**INSTRUCTIONS:**
a) From the text about NGO discourses on genetically modified crops, copy word for word the part that opens with the words containing "ISBN: 9781315403489" and closes with "2009, p. 5).".
b) Answer these questions using the text about NGO discourses on genetically modified crops:
(i) Which company published the book?
(ii) What paradigm did Bello offer as an alternative?
(iii) Which sector was seen as particularly dangerous to the local-market-centred model?
c) Write what comes next in the text about NGO discourses on genetically modified crops, starting after its final sentence.

BEGIN TEXT PASSAGE

NGO Discourses in the Debate on Genetically Modified Crops by Ksenia Gerasimova

NGO Discourses in the Debate on Genetically Modified Crops by Ksenia Gerasimova

Author:Ksenia Gerasimova [Gerasimova, Ksenia]
Language: eng
Format: epub
Tags: Political Science, NGOs (Non-Governmental Organizations)
ISBN: 9781315403489
Google: IMEtDwAAQBAJ
Publisher: Routledge
Published: 2017-07-20T11:38:55+00:00


He used the rising poverty in the world as an illustration of the neo-liberal regime’s imperfections. The production paradigm argued by economists such as Paul Collier and Henry Bernstein, who supported the globalisation of food production, is global industrialised farming and food production or ‘the global market-driven paradigm’. In turn, Bello offered ‘a local-market-centred paradigm’ as an alternative (Bello, 2009, p. 5).

One sector was viewed as particularly dangerous to the local-market-centred model: genetic engineering, which was seen as ‘wrestling almost complete control of the actual physical process of production from [smallholder farming] and promised to correct the diseconomies of large-scale production that had allowed the family farm to survive’ (Bello, 2009, p. 33). Biotechnology, he argued, has contributed to the spread of global capital by including new organisms in the input commodity production of food and a vertical integration of a global firm (Bello, 2009, p. 33).

END TEXT PASSAGE
BEGIN INFORMATION SHOWN

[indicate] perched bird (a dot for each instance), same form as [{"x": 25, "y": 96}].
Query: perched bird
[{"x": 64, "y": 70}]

END INFORMATION SHOWN

**OUTPUTS IN ORDER:**
a)
ISBN: 9781315403489
Google: IMEtDwAAQBAJ
Publisher: Routledge
Published: 2017-07-20T11:38:55+00:00


He used the rising poverty in the world as an illustration of the neo-liberal regime’s imperfections. The production paradigm argued by economists such as Paul Collier and Henry Bernstein, who supported the globalisation of food production, is global industrialised farming and food production or ‘the global market-driven paradigm’. In turn, Bello offered ‘a local-market-centred paradigm’ as an alternative (Bello, 2009, p. 5).

b)
(i) Routledge
(ii) A local-market-centred paradigm
(iii) Genetic engineering

c)
Bello argued that the rise of biotechnology within the food industry has only strengthened such a global market-based production model, removing the farmer from production, ‘accelerate[d] his or her dispossession and conversion into a rural worker’ (Bello, 2009, p. 38). Bello dismissed the argument that smallholdings are less productive and innovative than large-scale farming, as posited by Collier, for example. He instead cited van der Ploeg, who wrote that ‘technology is not only about linking artefacts and governing material flows – it is much about interlinking people in specific ways in order to obtain the rights kind of conditions and flows’ (van der Ploeg, 2008, cited in Bello, 2009). In that sense, big business can produce only a ‘standardized outflow’, while small-scale farming can better deal with ‘specificity or variation’ and ‘advanced science and peasant agriculture’ should not be in contradiction but rather be incorporated into one another (Bello, 2004, p. 142). On the other side, GM seeds were enriching corporations and extending production chains. With ‘terminator seed’ biotechnology, he argued, ‘could in fact provide the death blow to the peasantry’ (Bello, 2004, p. 33). Bello reflected upon technocracies and referred to Kuhn’s idea of cycles of scientific development, pointing to a modern scientific paradigm crisis, the main root of this crisis lies in the process of corporate-led globalisation (Bello, 2000).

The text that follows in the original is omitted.